_Requirement_
Everything in the listing beneath must be transcribed exactly.

_The input_
* * * *
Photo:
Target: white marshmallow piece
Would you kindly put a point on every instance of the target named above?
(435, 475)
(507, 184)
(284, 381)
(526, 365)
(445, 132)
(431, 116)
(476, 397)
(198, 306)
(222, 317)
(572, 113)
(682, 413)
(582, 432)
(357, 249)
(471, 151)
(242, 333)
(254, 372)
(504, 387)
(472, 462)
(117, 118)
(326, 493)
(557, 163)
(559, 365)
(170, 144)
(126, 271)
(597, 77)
* * * *
_Exercise result_
Photo:
Target: white marshmallow piece
Would you kindly put a point on every instance of the target named above?
(435, 475)
(507, 184)
(284, 381)
(526, 365)
(445, 132)
(431, 116)
(476, 397)
(198, 306)
(222, 317)
(572, 113)
(682, 413)
(582, 432)
(357, 249)
(471, 151)
(242, 333)
(254, 372)
(504, 387)
(472, 462)
(117, 118)
(326, 493)
(557, 163)
(559, 365)
(170, 144)
(126, 271)
(597, 77)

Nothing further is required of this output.